Reproduce the material exactly, omitting nothing.
--- GIVEN RECORDS ---
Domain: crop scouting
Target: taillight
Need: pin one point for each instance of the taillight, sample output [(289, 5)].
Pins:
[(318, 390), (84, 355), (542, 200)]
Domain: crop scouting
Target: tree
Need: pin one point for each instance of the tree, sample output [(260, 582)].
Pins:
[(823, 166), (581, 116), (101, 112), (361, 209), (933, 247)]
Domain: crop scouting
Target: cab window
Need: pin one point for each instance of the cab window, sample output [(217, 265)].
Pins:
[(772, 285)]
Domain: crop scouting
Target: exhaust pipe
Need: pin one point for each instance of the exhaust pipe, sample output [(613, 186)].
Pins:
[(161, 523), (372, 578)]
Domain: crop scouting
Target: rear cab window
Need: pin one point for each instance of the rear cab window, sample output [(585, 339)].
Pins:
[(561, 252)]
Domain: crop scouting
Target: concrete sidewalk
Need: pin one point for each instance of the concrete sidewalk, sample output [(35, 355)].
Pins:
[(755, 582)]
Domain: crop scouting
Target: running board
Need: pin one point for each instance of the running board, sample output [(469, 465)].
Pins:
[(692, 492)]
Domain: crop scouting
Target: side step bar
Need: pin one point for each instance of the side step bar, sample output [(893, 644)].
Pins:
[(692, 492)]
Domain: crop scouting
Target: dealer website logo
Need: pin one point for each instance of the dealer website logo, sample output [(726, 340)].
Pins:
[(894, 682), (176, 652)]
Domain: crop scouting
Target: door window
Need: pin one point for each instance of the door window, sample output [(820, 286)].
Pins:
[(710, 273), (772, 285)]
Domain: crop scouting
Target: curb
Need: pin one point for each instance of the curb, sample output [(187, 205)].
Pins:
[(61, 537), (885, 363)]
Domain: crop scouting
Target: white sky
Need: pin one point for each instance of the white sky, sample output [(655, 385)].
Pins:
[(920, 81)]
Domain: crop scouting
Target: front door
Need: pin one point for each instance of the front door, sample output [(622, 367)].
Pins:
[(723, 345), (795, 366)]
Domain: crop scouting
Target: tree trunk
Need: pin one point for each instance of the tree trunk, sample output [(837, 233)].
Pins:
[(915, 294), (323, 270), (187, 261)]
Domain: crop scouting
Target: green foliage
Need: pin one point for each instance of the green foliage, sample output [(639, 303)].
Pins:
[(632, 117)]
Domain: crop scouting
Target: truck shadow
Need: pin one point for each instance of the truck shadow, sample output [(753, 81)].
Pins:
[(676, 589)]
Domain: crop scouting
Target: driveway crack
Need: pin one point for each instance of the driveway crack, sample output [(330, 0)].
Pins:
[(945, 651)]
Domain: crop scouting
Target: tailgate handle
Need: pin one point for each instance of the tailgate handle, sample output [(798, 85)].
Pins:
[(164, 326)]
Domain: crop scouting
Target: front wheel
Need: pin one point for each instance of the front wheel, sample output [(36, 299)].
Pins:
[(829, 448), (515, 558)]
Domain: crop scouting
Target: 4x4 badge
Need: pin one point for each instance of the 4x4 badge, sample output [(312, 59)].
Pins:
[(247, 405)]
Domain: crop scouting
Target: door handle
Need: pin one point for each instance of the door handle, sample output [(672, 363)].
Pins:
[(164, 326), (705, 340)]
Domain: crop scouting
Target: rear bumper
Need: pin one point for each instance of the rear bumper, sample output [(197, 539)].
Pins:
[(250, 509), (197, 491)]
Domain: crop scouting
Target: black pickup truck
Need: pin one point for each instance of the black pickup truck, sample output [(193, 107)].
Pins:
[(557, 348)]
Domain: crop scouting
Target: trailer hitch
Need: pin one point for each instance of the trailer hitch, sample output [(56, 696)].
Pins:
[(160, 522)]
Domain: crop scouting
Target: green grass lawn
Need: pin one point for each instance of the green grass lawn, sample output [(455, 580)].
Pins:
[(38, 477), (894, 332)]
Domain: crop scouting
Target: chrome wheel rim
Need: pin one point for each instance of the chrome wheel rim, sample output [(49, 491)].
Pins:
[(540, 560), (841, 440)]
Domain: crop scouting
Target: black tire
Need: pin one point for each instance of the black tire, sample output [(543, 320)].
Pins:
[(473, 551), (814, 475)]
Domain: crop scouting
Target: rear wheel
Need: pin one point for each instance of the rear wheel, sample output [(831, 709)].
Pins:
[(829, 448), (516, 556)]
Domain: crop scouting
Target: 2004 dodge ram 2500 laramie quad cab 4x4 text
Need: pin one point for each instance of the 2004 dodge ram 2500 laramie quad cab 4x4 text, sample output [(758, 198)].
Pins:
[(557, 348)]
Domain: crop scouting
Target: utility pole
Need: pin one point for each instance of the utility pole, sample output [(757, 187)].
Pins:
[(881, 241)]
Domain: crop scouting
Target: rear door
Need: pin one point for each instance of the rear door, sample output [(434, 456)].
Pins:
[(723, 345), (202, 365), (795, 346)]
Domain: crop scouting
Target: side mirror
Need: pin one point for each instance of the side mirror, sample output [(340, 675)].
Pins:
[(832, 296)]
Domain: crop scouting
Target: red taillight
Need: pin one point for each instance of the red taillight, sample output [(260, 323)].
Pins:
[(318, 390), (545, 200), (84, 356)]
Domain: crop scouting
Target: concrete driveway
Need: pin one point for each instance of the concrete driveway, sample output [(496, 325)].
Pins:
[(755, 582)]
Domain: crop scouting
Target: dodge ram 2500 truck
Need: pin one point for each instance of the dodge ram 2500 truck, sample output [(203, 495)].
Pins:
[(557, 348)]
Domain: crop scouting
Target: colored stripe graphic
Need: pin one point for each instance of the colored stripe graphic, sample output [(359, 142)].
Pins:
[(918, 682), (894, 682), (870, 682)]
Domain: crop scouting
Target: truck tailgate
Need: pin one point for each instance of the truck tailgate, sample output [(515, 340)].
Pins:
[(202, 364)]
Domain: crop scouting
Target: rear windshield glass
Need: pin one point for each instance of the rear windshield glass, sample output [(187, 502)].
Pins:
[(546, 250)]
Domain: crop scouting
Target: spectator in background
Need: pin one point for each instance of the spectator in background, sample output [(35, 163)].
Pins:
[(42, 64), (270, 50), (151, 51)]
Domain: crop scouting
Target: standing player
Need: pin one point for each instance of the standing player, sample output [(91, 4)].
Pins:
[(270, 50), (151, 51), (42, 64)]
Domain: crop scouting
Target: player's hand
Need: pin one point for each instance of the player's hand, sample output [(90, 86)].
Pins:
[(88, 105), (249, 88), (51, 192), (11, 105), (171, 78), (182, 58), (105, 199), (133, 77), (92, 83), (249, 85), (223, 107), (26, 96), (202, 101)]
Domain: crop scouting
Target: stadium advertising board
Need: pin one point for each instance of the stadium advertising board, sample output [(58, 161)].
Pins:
---
→ **REPLY**
Domain: crop scouting
Target: taillight
Need: pin one point for each instance of the taillight, sample output [(289, 5)].
Pins:
[(318, 390), (84, 355), (542, 200)]
Domain: crop scouting
Target: tree
Need: pin one point for each instance of the tree, sample output [(260, 582)].
Pins:
[(823, 166), (581, 116), (101, 112), (361, 209), (933, 247)]
Domain: crop scouting
Target: cab window
Need: pin one point for each instance of the cab window, sample output [(217, 265)].
Pins:
[(772, 285)]
Domain: crop scouting
Target: exhaust pipe
Need: pin one point for each instance of the exhaust pipe, sample output [(613, 186)].
Pins:
[(161, 523), (372, 578)]
Domain: crop scouting
Target: rear cab window
Need: pin one point for each instance of the rear cab window, sample output [(585, 339)].
Pins:
[(561, 252)]
Domain: crop scouting
Target: concrete sidewalk
Need: pin one point for each instance of the concrete sidewalk, sample output [(35, 355)].
Pins:
[(755, 582)]
Domain: crop scouting
Target: running board
Need: pin one point for each instance of the running board, sample output [(469, 465)].
Pins:
[(692, 492)]
Domain: crop scouting
Target: side step bar
Need: pin one point for each instance of the side step bar, sample output [(893, 644)].
Pins:
[(692, 492)]
Domain: crop scouting
Target: dealer website logo
Need: pin one point for each instance of the dealer website logo, sample output [(726, 340)].
Pins:
[(894, 682), (176, 652)]
Domain: crop scouting
Target: door window
Need: pin one point for each instance of the door window, sample output [(820, 286)].
Pins:
[(710, 273), (772, 285)]
Domain: crop scouting
Target: curb
Need: pin one point for each instance of the curb, sample output [(187, 205)].
Pins:
[(61, 537), (885, 363)]
Domain: crop scouting
Target: white sky
Need: pin one point for each instance of the white sky, sample output [(655, 385)].
Pins:
[(920, 81)]
Domain: crop scouting
Target: front door
Need: pin one point for each instance of the front door, sample output [(622, 367)].
Pins:
[(723, 345), (795, 366)]
Domain: crop scouting
Target: tree trunk
Need: pin one point for each instance of the tree trunk, sample output [(837, 233)].
Pins:
[(915, 294), (323, 270), (187, 261)]
Domain: crop scouting
Target: green foliage
Need: pin one point for each instance of the green foliage, sample output [(639, 303)].
Pins:
[(632, 117)]
Domain: crop scouting
Target: truck shadow
Need: pin one point for each instance of the truck shadow, sample output [(753, 81)].
Pins:
[(676, 589)]
Domain: crop scouting
Target: driveway crack
Need: pin one point for each instance of the driveway crack, sample output [(330, 0)].
Pins:
[(945, 651)]
Domain: crop scouting
Target: tailgate handle
Need: pin one point for each instance of the tailgate handle, sample output [(798, 85)].
Pins:
[(164, 326)]
Domain: crop scouting
Target: front wheel
Need: pin one point for each instance of the front wheel, sample output [(36, 299)].
Pins:
[(829, 448), (515, 558)]
Domain: crop scouting
Target: 4x4 badge
Need: pin one point for each instance of the 4x4 badge, sample output [(312, 59)].
Pins:
[(247, 405)]
Domain: crop scouting
Target: door handle
Need: pin one point for each instance of the door handle, sample output [(672, 363)].
Pins:
[(164, 326), (705, 340)]
Domain: crop scouting
Target: rear bumper
Need: pin one point for each instance of the rear bumper, sample output [(197, 539)].
Pins:
[(250, 509), (197, 491)]
Domain: crop scouting
Target: black pickup truck
Need: pin one point for each instance of the black pickup truck, sample output [(193, 107)].
Pins:
[(557, 348)]
Domain: crop scouting
Target: trailer hitch
Need: pin one point for each instance of the trailer hitch, sample output [(56, 696)].
Pins:
[(160, 522)]
Domain: crop scouting
Target: green grass lawn
Need: pin one point for each instance of the green grass lawn, sample output [(455, 580)].
Pins:
[(38, 477), (894, 332)]
Domain: crop scouting
Target: chrome wheel rim
Need: pin one point for each instance of the chrome wheel rim, sample output [(49, 491)].
Pins:
[(540, 560), (841, 440)]
Domain: crop scouting
Target: black tire
Need: pin one point for each instance of the black tire, sample output [(543, 320)].
Pins:
[(473, 551), (814, 475)]
Domain: crop scouting
Target: rear wheel
Need: pin one point for each instance of the rear wheel, sample output [(831, 709)].
Pins:
[(829, 448), (516, 556)]
Domain: crop scouting
Target: 2004 dodge ram 2500 laramie quad cab 4x4 text
Need: pin one point for each instance of the 2004 dodge ram 2500 laramie quad cab 4x4 text, sample output [(758, 198)].
Pins:
[(557, 348)]
Domain: crop scouting
Target: utility pole
Need: pin one point for each instance of the utility pole, sample output [(757, 187)].
Pins:
[(881, 241)]
Domain: crop scouting
Target: rear door
Need: pin one point for each instance of the rear door, sample output [(434, 456)].
Pins:
[(723, 345), (202, 365), (795, 346)]
Domain: crop scouting
Target: side mirror
Need: pin one point for each instance of the side mirror, sample output [(340, 675)].
Pins:
[(832, 296)]
Domain: crop scouting
Target: red taillight
Need: pin one point for each instance of the red taillight, sample output [(260, 323)].
Pins:
[(318, 390), (545, 200), (84, 356)]
Domain: crop scouting
Target: concrete driveway
Need: pin one point for each instance of the concrete driveway, sample output [(496, 325)].
Pins:
[(755, 582)]
Domain: crop scouting
Target: dodge ram 2500 truck
Need: pin one point for each instance of the dodge ram 2500 truck, sample output [(203, 495)].
Pins:
[(557, 348)]
Domain: crop scouting
Target: colored stripe graphic
Need: pin one point for each instance of the colored stripe graphic, sample output [(359, 142)].
Pins:
[(918, 682), (894, 682), (870, 682)]
Domain: crop scouting
Target: truck tailgate
Need: pin one point for each instance of the truck tailgate, sample output [(515, 340)].
Pins:
[(202, 364)]
Domain: crop scouting
Target: rear windshield glass
Need: pin one point for each instance of the rear windshield glass, sample output [(187, 502)].
Pins:
[(546, 250)]
Domain: crop scouting
Target: spectator in background
Need: pin one point for each instance of the spectator in background, sample output [(35, 163)].
Pins:
[(42, 64), (270, 50), (151, 51)]
Domain: crop scouting
Target: standing player
Need: pin one point for each instance of the standing player, sample output [(91, 4)].
Pins:
[(270, 50), (151, 51), (42, 64)]
Domain: crop scouting
Target: player's hand
Need: pin one point for each instance of the player's hand, sample output [(90, 86)].
Pins:
[(88, 105), (249, 88), (51, 192), (11, 105), (171, 78), (182, 58), (105, 199), (133, 77), (92, 83), (249, 85), (223, 107), (26, 96), (202, 101)]
Domain: crop scouting
Target: stadium advertising board
Need: pin one point for each instance of the stadium advertising board, sample output [(58, 161)].
Pins:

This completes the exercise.